== PROBLEM ==
Please pull out every line of the items below that contains the string "picture", matching case exactly. List each such line in full.

▬▬▬▬▬▬

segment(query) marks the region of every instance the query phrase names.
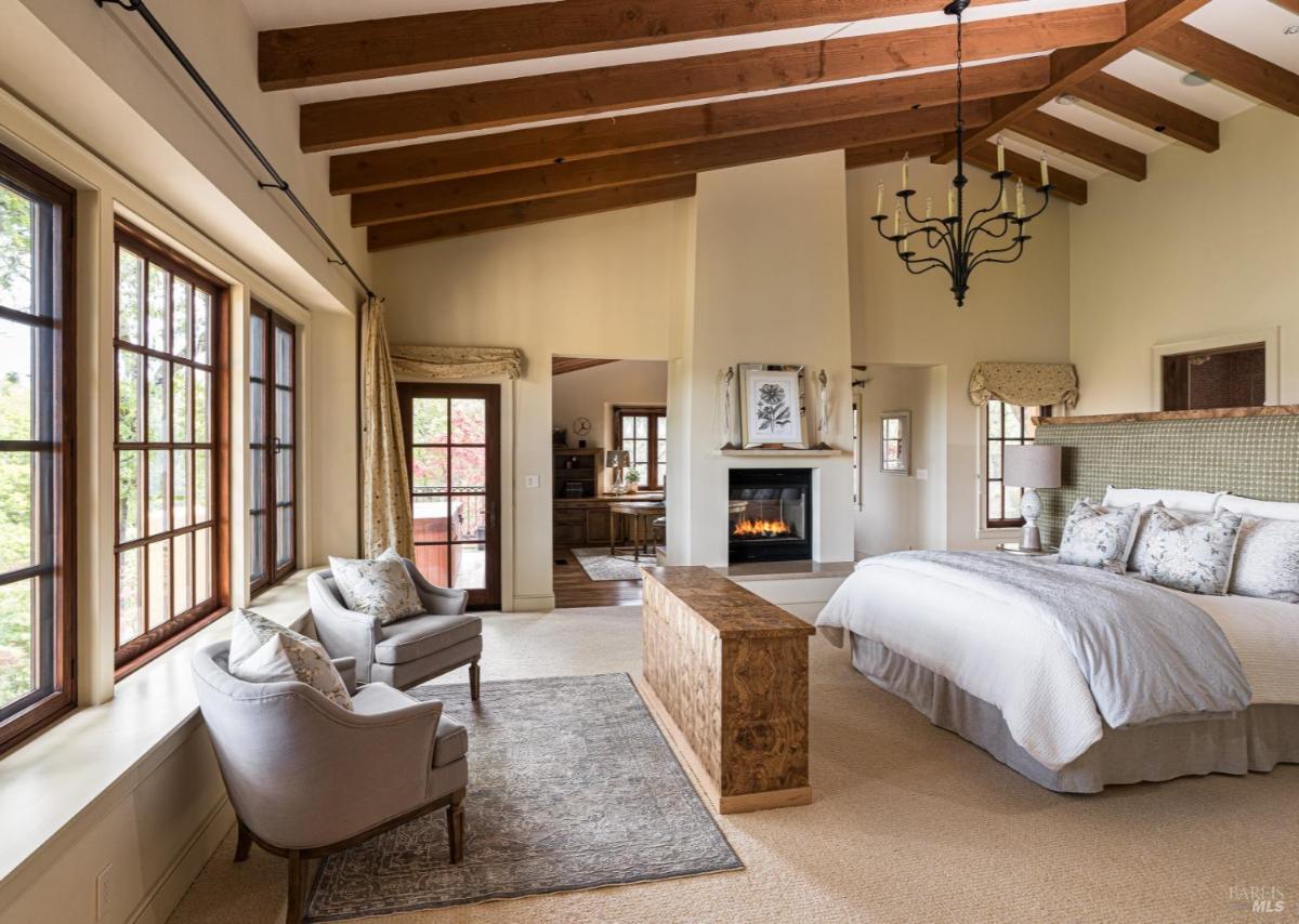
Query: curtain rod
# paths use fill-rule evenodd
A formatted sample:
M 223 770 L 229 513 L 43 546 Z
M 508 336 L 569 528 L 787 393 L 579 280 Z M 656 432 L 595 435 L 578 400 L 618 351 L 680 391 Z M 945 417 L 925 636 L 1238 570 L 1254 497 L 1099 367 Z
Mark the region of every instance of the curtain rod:
M 221 117 L 226 121 L 226 123 L 235 132 L 235 135 L 239 136 L 239 140 L 244 143 L 244 147 L 247 147 L 248 151 L 252 152 L 252 156 L 257 158 L 257 162 L 261 164 L 262 170 L 265 170 L 266 174 L 273 180 L 270 183 L 266 183 L 265 180 L 257 180 L 257 186 L 261 187 L 262 189 L 279 189 L 282 193 L 284 193 L 284 196 L 288 197 L 288 201 L 294 204 L 294 208 L 296 208 L 301 213 L 303 218 L 307 219 L 308 225 L 310 225 L 312 228 L 316 230 L 316 234 L 320 235 L 321 240 L 323 240 L 325 244 L 329 247 L 329 249 L 334 252 L 334 257 L 330 257 L 329 262 L 336 263 L 338 266 L 342 266 L 348 273 L 351 273 L 357 286 L 360 286 L 361 291 L 365 292 L 365 297 L 374 298 L 375 297 L 374 289 L 372 289 L 369 284 L 365 282 L 365 279 L 361 278 L 361 274 L 356 271 L 356 267 L 352 266 L 351 261 L 348 261 L 348 258 L 343 256 L 343 252 L 338 249 L 338 245 L 325 232 L 325 228 L 321 227 L 321 223 L 316 221 L 316 217 L 308 210 L 305 205 L 303 205 L 303 200 L 300 200 L 297 197 L 297 193 L 295 193 L 288 187 L 288 180 L 281 176 L 279 171 L 275 170 L 275 166 L 270 162 L 270 160 L 268 160 L 266 154 L 264 154 L 261 152 L 261 148 L 257 147 L 257 143 L 253 141 L 252 138 L 248 135 L 248 132 L 244 131 L 244 127 L 239 125 L 239 119 L 236 119 L 234 117 L 234 113 L 231 113 L 230 109 L 226 108 L 226 104 L 221 101 L 221 97 L 217 96 L 217 92 L 212 88 L 212 84 L 209 84 L 203 78 L 203 74 L 200 74 L 199 69 L 194 66 L 194 62 L 190 61 L 188 57 L 186 57 L 183 51 L 181 51 L 181 47 L 175 43 L 175 39 L 173 39 L 171 35 L 166 31 L 166 29 L 162 27 L 162 23 L 157 21 L 157 18 L 153 16 L 149 8 L 144 5 L 144 0 L 95 0 L 95 4 L 100 9 L 103 9 L 104 4 L 107 3 L 121 6 L 129 13 L 139 13 L 144 18 L 144 22 L 147 22 L 149 29 L 153 30 L 153 34 L 158 36 L 158 40 L 164 45 L 166 45 L 166 49 L 171 52 L 171 56 L 177 60 L 177 62 L 179 62 L 179 65 L 184 67 L 184 73 L 188 74 L 190 78 L 199 86 L 199 90 L 203 91 L 203 95 L 208 97 L 208 101 L 212 103 L 213 106 L 216 106 L 217 112 L 221 113 Z

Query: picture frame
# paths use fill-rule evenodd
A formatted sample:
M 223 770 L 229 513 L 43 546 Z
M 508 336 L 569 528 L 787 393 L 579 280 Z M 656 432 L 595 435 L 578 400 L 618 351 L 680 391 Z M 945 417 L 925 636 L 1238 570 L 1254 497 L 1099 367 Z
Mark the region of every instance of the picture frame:
M 911 475 L 911 411 L 879 415 L 879 474 Z
M 737 371 L 744 448 L 807 449 L 804 367 L 743 362 Z

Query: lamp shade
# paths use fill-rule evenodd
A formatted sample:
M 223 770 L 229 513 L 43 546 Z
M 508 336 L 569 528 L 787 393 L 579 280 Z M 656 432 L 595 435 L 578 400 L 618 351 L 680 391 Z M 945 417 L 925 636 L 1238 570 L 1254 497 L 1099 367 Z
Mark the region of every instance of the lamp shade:
M 1002 478 L 1012 488 L 1059 488 L 1060 446 L 1007 446 Z

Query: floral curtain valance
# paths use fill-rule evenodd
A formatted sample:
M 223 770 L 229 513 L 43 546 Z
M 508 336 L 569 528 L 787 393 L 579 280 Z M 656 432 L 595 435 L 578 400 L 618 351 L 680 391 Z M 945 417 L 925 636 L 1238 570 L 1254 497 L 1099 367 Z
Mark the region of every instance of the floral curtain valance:
M 1078 372 L 1068 362 L 981 362 L 970 372 L 970 402 L 1034 406 L 1078 404 Z
M 410 346 L 392 348 L 392 371 L 431 382 L 434 379 L 482 379 L 523 374 L 523 353 L 511 346 Z

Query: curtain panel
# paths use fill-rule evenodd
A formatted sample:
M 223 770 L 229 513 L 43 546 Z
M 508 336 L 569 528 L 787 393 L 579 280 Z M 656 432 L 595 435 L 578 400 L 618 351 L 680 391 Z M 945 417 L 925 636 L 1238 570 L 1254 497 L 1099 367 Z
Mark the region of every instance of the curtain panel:
M 981 362 L 970 372 L 970 404 L 982 407 L 989 401 L 1007 404 L 1078 404 L 1078 372 L 1068 362 Z
M 410 480 L 397 384 L 388 354 L 383 304 L 370 300 L 361 318 L 362 554 L 396 549 L 414 554 Z
M 522 350 L 509 346 L 413 346 L 392 348 L 392 371 L 408 379 L 483 379 L 523 374 Z

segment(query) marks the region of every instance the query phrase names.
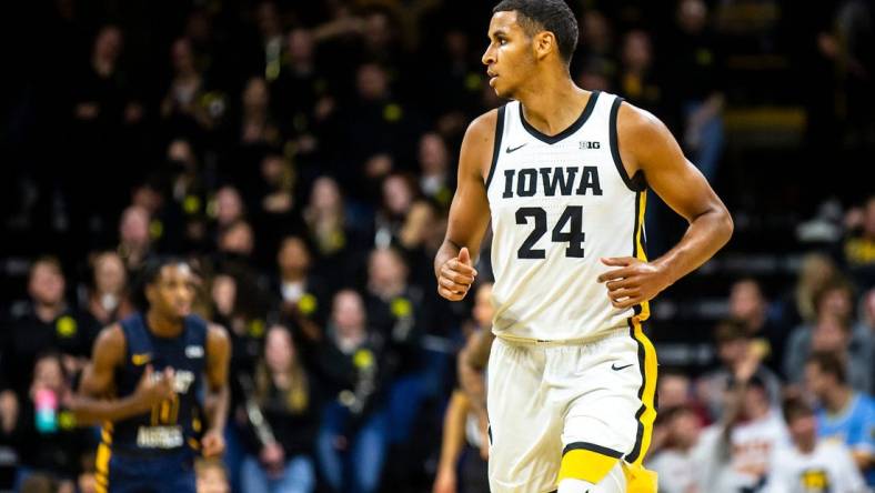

▬▬▬▬▬▬

== RESULT FOR THIS EXERCISE ==
Query: picture frame
Mark the region of every instance of the picture frame:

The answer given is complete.